§ **List of tasks**
1/ Rewrite the passage on Korean interpreters from "Korean interpreters must" up to and including "language audience expectations.", replacing "market" with "industry".
2/ In the passage on Korean interpreters, how many criteria did Kurz (1994) select?
3/ Extend the passage on Korean interpreters with new text that follows on from its last sentence.

§ **Provided passage**
═══

Korean interpreters must have a strong ‘B’ language in order to meet the demands of the market. Moreover, since the Korean-English combination is the highest in demand, with many qualified interpreters honing their skills every day during peak seasons, interpreters cannot live up to the expectations of their clients with just average ‘B’ language skills.

Choi, 2004

In this respect, Déjean Le Féal (2003) argues that due to the fact that minor languages are not taught in interpretation schools outside the country, it is inevitable for interpretation institutions in countries of minor languages to admit applicants with a minor language as their A language and train them rigorously in their B language so that they can meet the required level of the market. This also means that interpreters should be trained to satisfy their B language audience expectations.

Research on audience expectations and preferences identified several common criteria for “good quality interpretation” though expectations and preferences differ depending on who the receiver may be. Kurz (1994) selected eight criteria: native accent, pleasant voice, fluency, logical cohesion, sense consistency, completeness, correct usage of grammar, and correct terminology. It is also suggested that intonation, pronunciation, and accent constitute naturalness of interpretation (Ng, 1992; Shlesinger, 1994). Park (2003) also asserts that interpreters are required to be equipped with perfect language ability as well as overall speech delivery skills including diction such as phrasing, intonation, voicing, speed, and pronunciation.

═══

§ **Recorded information**
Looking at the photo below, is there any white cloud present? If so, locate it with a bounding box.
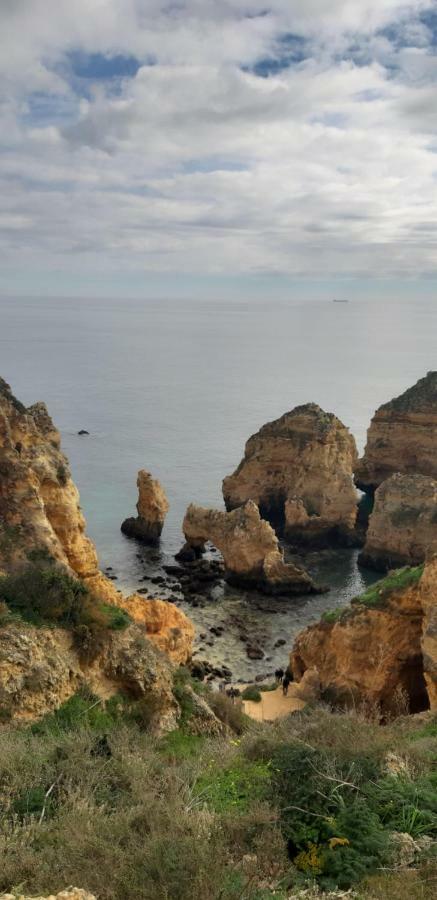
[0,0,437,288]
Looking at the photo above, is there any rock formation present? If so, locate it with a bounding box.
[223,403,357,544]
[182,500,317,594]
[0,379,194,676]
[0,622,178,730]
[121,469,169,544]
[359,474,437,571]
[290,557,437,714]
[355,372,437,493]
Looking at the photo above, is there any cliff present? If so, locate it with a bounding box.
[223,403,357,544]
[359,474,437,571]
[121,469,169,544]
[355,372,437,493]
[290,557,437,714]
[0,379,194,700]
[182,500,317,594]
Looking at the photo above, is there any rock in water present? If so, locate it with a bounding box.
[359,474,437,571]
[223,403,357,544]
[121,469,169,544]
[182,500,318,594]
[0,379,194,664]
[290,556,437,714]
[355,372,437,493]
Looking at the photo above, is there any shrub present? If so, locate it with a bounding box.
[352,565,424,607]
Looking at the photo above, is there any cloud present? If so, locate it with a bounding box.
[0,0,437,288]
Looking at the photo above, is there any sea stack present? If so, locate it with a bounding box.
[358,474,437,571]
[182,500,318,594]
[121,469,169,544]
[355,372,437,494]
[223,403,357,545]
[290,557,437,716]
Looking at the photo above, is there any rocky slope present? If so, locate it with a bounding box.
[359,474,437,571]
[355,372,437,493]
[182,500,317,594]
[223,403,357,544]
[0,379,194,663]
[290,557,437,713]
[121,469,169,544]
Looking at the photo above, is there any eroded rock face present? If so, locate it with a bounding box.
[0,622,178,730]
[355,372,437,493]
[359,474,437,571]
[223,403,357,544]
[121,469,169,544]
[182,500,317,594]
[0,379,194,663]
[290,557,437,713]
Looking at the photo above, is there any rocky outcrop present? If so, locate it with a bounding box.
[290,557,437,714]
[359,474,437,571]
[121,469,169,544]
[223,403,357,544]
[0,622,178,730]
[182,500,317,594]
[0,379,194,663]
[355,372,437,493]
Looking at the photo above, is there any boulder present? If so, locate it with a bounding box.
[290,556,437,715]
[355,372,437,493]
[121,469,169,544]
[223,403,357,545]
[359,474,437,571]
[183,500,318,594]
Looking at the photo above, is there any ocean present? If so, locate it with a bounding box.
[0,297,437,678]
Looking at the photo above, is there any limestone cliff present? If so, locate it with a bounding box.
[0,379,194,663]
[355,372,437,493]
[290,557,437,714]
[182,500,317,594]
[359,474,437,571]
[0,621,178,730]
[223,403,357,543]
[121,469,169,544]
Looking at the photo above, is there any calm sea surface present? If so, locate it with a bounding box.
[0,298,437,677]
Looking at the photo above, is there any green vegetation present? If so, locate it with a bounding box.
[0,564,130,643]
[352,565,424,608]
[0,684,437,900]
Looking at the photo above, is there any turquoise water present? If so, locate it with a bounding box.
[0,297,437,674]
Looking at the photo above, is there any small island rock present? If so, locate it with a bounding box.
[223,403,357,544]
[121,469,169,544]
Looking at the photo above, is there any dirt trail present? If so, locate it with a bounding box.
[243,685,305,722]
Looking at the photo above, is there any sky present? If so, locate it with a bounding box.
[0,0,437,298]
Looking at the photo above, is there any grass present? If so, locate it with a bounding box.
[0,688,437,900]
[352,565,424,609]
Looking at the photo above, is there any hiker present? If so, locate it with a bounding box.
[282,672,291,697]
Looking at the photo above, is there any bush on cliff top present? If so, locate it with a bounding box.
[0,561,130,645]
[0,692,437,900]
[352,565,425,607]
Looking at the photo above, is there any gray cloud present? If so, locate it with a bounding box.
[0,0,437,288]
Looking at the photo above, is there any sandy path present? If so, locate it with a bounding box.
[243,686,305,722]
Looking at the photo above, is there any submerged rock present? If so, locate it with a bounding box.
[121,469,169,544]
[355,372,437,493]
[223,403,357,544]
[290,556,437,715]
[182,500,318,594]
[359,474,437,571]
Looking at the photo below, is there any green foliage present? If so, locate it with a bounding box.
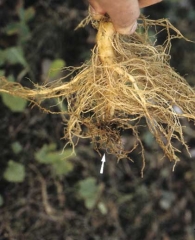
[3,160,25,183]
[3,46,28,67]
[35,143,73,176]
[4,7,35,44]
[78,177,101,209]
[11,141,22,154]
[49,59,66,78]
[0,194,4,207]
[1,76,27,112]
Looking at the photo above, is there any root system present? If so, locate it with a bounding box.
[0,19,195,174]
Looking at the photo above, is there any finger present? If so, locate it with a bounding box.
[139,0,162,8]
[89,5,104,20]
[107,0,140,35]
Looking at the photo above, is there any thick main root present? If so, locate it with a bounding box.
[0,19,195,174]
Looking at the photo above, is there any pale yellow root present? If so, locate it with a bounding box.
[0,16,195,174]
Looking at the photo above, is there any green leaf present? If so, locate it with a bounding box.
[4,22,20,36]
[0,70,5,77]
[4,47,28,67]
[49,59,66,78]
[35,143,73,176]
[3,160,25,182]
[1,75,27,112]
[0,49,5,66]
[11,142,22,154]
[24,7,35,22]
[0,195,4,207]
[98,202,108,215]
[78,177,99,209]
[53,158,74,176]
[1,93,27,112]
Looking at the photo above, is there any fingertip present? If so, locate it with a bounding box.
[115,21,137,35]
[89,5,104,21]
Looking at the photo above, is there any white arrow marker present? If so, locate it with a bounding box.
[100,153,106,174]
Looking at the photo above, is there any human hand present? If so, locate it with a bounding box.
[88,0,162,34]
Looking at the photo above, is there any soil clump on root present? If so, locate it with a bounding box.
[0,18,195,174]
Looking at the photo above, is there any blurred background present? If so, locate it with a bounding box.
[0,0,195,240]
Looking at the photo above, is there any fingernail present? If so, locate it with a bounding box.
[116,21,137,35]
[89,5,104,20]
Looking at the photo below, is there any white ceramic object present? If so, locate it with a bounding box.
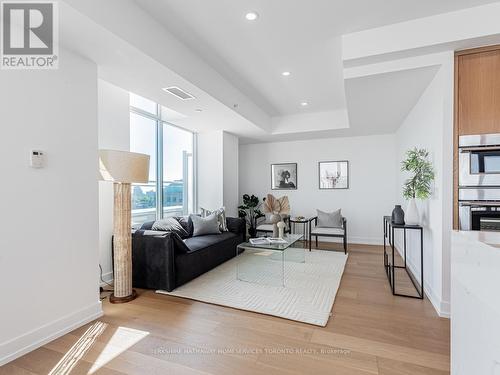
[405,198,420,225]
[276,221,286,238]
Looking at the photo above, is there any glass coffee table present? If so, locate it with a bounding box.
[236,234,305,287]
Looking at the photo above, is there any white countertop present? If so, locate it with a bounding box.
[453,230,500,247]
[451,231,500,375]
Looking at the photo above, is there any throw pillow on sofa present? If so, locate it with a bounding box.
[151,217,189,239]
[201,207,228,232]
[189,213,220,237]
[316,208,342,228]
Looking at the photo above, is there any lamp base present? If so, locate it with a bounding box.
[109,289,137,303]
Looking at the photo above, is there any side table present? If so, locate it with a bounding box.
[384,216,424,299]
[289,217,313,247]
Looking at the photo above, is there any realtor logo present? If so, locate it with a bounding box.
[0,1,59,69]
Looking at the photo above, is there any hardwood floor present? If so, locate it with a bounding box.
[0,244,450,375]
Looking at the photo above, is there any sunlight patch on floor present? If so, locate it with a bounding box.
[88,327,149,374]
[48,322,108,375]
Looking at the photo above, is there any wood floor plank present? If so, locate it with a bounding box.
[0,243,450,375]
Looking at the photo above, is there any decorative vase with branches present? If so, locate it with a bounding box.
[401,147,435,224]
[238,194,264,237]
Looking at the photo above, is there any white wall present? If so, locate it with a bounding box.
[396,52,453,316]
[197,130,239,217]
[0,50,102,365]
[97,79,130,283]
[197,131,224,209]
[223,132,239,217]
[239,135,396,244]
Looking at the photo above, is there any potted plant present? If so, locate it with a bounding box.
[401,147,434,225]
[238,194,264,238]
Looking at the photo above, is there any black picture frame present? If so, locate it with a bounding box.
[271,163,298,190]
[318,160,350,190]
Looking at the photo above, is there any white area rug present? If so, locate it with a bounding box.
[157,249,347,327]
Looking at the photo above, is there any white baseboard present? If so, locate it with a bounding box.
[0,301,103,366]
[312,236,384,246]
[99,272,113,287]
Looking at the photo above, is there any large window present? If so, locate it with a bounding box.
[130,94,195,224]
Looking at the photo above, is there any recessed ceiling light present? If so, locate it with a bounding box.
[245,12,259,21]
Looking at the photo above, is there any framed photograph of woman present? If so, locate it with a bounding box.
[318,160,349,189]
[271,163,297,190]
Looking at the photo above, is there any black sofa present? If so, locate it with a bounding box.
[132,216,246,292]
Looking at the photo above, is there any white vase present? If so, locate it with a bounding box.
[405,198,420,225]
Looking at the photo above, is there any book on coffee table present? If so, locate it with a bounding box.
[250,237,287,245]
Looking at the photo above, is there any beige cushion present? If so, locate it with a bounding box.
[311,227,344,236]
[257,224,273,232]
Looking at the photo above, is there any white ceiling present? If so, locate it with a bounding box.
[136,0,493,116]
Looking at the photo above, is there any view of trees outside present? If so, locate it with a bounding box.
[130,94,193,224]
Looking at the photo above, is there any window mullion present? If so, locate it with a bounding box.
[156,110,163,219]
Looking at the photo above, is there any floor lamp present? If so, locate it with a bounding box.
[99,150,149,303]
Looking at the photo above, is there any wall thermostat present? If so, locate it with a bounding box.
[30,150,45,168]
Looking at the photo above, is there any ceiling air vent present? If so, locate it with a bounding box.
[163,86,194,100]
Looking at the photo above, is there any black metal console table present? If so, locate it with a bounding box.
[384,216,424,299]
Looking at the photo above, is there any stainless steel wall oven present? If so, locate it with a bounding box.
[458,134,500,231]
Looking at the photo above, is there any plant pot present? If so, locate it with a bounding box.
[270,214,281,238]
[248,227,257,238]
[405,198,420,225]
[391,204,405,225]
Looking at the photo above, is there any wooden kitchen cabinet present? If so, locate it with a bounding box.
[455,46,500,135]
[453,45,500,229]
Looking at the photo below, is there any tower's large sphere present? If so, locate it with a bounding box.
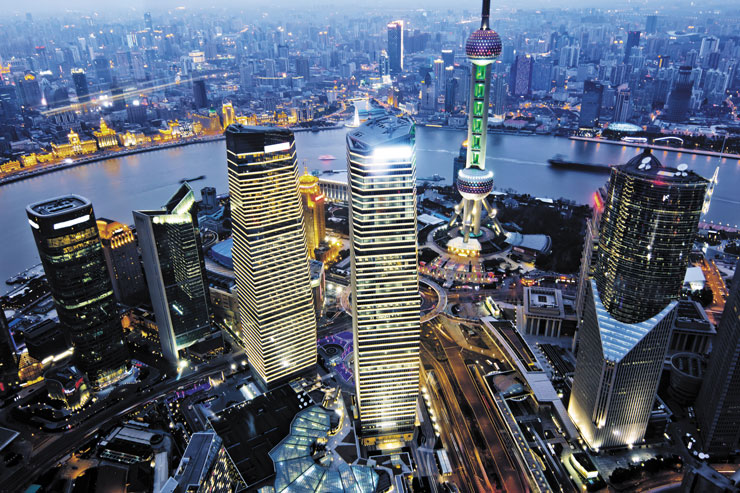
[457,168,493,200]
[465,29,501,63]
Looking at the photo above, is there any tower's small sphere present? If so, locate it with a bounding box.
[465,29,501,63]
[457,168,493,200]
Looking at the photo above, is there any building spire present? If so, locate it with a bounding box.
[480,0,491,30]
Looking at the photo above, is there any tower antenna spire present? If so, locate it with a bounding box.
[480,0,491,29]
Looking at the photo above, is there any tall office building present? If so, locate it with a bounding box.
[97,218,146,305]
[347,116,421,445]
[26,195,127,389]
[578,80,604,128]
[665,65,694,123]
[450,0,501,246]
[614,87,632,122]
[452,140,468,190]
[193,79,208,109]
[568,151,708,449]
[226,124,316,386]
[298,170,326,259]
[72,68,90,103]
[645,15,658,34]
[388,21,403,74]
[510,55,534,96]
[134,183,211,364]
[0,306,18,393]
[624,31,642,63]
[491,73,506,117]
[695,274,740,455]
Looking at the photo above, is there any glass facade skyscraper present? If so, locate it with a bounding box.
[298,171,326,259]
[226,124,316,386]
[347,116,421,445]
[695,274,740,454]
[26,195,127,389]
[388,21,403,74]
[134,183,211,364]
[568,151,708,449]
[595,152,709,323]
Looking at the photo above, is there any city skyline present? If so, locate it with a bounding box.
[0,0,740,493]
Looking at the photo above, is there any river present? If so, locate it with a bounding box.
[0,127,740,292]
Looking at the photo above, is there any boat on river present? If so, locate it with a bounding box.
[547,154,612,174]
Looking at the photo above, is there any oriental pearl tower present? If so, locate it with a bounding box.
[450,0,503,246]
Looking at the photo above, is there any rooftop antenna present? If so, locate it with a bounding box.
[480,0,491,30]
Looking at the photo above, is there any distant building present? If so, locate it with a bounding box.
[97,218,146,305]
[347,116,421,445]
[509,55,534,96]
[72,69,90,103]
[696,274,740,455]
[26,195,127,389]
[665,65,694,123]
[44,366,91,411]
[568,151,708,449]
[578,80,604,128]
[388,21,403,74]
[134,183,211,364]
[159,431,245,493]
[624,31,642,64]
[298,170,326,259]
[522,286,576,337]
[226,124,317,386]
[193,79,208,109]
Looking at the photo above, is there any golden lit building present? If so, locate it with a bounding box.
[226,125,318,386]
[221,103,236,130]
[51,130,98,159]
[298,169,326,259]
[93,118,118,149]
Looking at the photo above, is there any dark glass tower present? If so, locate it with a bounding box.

═══

§ **Results of the exercise**
1/
Korean interpreters must have a strong ‘B’ language in order to meet the demands of the industry. Moreover, since the Korean-English combination is the highest in demand, with many qualified interpreters honing their skills every day during peak seasons, interpreters cannot live up to the expectations of their clients with just average ‘B’ language skills.

Choi, 2004

In this respect, Déjean Le Féal (2003) argues that due to the fact that minor languages are not taught in interpretation schools outside the country, it is inevitable for interpretation institutions in countries of minor languages to admit applicants with a minor language as their A language and train them rigorously in their B language so that they can meet the required level of the industry. This also means that interpreters should be trained to satisfy their B language audience expectations.

2/ Kurz (1994) selected eight criteria.

3/
Burnaby (1989) argues that “the curriculum content and learning experiences to take place in class should be negotiated between learners, teacher and coordinator at the beginning of the project and renegotiated regularly during the project.” Li (2002) supports this by emphasizing that training institutions should cater to students’ needs for more language training. The needs of English language training for Korean students must be taken into consideration in designing curriculum because many Korean students of interpretation must still pursue the parallel acquisition of language ability and interpretation skills (Park, 1999; 2004).

Among various needs of English language training for Korean students of interpretation, the focus of this paper will be given to the needs of pronunciation training. Since the highest demand in Korea is in Korean-English interpreters who regularly have to interpret into English, their English pronunciation needs to be trained for near perfection. However, there seems to be a marked lack of prior research on comparative analysis of phonetic and phonological structures between Korean and English for pedagogical purposes to improve students’ pronunciation.

The main purpose of this paper, therefore, is to provide a theoretical foundation for identifying Korean students’ common errors in English pronunciation and thus to share the insight with instructors of Korean-English trainees at interpretation training institutions that pronunciation training of English should be included in its curriculum.

In this context, this paper attempts 1) to discuss the rationale for providing pronunciation training to Korean students of interpretation; 2) to provide a thorough comparative analysis of Korean-English phonological structures and processes; 3) to offer pedagogical suggestions for instructors of interpretation.

II. Rationale for Pronunciation Training and Pedagogy

Déjean Le Féal (1999) asserts that “in order to prepare the students for their future professional careers, the programme will include elements such as communication skills, e.g. voice coaching, public speaking, etc.”

Minns (2002), from his twenty-five years of teaching experience in interpretation into B, summarizes nine strategies that he thought were necessary for students interpreting into B. He stresses the importance of pronunciation training that there should be allocation of teaching time devoted to exclusively linguistic aspects of pronunciation of students’ B language.

Korean and Vietnamese students however almost invariably need intensive coaching and/or practice in the production of sound and intonation patterns in English.

Minns, 2002

Kondo (2003) shares a similar observation from his interpretation class.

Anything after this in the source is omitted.